#### Requirements:
• A. Please list each distinct username that appears as a poster in the Schwinn Tiger thread.
• B. Carry the Schwinn Tiger thread forward from the point where it stops.

# 1961 Schwinn 26" Tiger



## oldfart36 (Oct 11, 2013)

1961 Schwinn 26" Tiger.

Nice original 2 speed Tiger. Found this last night in a retired High School shop teacher's attic. He bought it new in 1961 to deliver newspapers. Just got it home from the car wash. Very nice original condition.


----------



## TammyN (Oct 11, 2013)

Nice find! I love the color.


----------



## Typhoon64 (Oct 11, 2013)

Hey great find. I have the same exact one I found about a month ago.


----------



## Overhauler (Oct 11, 2013)

nice find ........... I have a 1960 speedster in radiant green ....... my favorite Schwinn green ( it pops )........nice score
 Lee


----------



## schwinnbikebobb (Oct 11, 2013)

I really like these!  Here is mine if you want to see it with w/w's. The black grips are correct but I like the white better.


----------



## Typhoon64 (Oct 11, 2013)

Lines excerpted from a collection
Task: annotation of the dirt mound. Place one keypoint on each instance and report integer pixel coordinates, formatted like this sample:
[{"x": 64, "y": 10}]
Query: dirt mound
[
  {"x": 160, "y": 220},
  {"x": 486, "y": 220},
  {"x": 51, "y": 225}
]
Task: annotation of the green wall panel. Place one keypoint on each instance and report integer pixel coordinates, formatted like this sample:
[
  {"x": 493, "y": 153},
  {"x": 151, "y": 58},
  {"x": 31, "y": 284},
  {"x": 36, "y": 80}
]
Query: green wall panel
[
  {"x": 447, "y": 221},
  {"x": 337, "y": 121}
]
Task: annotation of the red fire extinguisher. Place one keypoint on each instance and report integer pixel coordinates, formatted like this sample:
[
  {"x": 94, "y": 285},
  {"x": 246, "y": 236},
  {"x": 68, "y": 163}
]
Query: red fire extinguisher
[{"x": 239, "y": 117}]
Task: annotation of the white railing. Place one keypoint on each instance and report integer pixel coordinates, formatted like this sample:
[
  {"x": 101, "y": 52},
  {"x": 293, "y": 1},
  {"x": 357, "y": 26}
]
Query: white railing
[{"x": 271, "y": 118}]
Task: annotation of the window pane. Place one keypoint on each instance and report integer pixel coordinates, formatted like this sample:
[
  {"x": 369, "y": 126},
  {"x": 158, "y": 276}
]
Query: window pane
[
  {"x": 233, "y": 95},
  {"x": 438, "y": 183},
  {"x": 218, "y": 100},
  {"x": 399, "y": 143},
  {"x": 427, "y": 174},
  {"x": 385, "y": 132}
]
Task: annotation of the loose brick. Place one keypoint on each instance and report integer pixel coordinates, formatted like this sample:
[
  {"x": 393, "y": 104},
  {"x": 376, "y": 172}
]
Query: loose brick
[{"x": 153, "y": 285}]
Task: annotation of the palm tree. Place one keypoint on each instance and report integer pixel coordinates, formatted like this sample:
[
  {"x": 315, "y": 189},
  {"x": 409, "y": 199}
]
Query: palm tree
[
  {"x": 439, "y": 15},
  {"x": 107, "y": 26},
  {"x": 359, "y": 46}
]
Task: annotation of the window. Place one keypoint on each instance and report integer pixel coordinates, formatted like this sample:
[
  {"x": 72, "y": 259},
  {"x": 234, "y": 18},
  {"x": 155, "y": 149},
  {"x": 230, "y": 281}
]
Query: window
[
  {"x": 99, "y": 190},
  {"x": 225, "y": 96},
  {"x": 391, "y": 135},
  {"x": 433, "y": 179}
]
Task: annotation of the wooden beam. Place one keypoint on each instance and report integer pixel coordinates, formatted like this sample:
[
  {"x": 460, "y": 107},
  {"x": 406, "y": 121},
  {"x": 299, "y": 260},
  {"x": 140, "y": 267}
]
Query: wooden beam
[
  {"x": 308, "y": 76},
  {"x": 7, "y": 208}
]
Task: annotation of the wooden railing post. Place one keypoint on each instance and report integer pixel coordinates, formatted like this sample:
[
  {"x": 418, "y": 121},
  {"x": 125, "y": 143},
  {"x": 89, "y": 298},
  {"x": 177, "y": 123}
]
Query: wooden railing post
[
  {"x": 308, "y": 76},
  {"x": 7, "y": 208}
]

#### Task answers:
• A. oldfart36, TammyN, Typhoon64, Overhauler, schwinnbikebobb

• B.
Yes I like the white grips better. Mine still has the correct black grips. Would any of you know what paint matches this green or where I can get some paint that matches? I have a small area in rear fender that can use some painting as it seems it was banged up a bit before I got it. Otherwise paint is in great condition.


----------



## oldfart36 (Oct 11, 2013)

Thanks guys. Plans are to polish up the rims and chrome, and keep her like she is.


----------



## rollfaster (Oct 12, 2013)

*Very nice find*

I've been looking for a radiant green middleweight for some time, and all I find is rough condition ones. Nice score.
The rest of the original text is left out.